Design concepts and potential challenges of decentralized block construction

Author: BallsyAlchemist, Distributed Capital Researcher

Compiled by: 0x11, Foresight News

At the beginning of 2022, there was a discussion about the potential centralization of block building and the effects of MEV and block sorting after PBS (Proposer/Builder Separation). Personally, I resonated with these concerns and published an article exploring the risks of centralization. The community had differing views on this issue, with some accepting the idea of a decentralized validator network on Ethereum alongside a more centralized block builder, as outlined by Vitalik Buterin in his Endgame.

However, these concerns were ultimately set aside and faded from public discussion. Nevertheless, the last SBC meeting brought these concerns back to the forefront as Vitalik proposed methods for decentralized block building (Jon Charbonneau wrote an excellent report on-site). Since then, I have been contemplating the potential designs for decentralized block builders and trying to share my thoughts and the challenges faced in decentralized block building.

How centralized is block building, and why do we need decentralization?

Ethereum has been striving to be the most censorship-resistant, permissionless, and trustless blockchain, and any form of centralization could undermine these attributes. I will outline the main issues and explain why some are significant while others are not.

Exclusive Order Flow: Flashbots and the community have been actively discussing how exclusive order flow can lead to a single block builder monopolizing bids and order flow. If builders provide incentives such as MEV sharing, private transactions, and MEV backrun guarantees to collect order flow that others cannot access, they can build higher-value blocks and consistently win auctions. However, I believe it is too broad to categorize all types of incentives that lead to exclusivity into one issue, so I will divide them into the following subcategories: exclusive order flow through MEV redistribution and exclusive order flow through MEV backrun guarantees and private transactions. It is important to note that these subcategories are not mutually exclusive and have different implications.
• • • • • • •
• [WORK ITEM A]:
According to the block-building article, what event brought the centralization concerns back into discussion?
• [WORK ITEM B]:
Print the block-building article from "However, these concerns" up to and including "we need decentralization?".
• [WORK ITEM C]:
Summarize the block-building article in two sentences.

• [PROVIDED MATERIAL]:
• • • • • • •
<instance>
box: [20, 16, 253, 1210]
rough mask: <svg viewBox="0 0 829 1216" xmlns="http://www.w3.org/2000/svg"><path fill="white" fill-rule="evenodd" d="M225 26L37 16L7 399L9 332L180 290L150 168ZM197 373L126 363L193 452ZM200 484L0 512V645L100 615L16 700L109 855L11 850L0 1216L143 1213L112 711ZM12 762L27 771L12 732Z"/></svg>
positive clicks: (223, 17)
• • • • • • •
• [OUTPUT A]:
The last SBC meeting, where Vitalik proposed methods for decentralized block building.

• [OUTPUT B]:
However, these concerns were ultimately set aside and faded from public discussion. Nevertheless, the last SBC meeting brought these concerns back to the forefront as Vitalik proposed methods for decentralized block building (Jon Charbonneau wrote an excellent report on-site). Since then, I have been contemplating the potential designs for decentralized block builders and trying to share my thoughts and the challenges faced in decentralized block building.

How centralized is block building, and why do we need decentralization?

• [OUTPUT C]:
In early 2022, there was concern that block building could become centralized after Proposer/Builder Separation, but the concern faded from public discussion until the last SBC meeting, where Vitalik proposed methods for decentralized block building. The author says centralization could undermine Ethereum's censorship resistance, permissionlessness, and trustlessness, and divides exclusive order flow into order flow gained through MEV redistribution and order flow gained through MEV backrun guarantees and private transactions.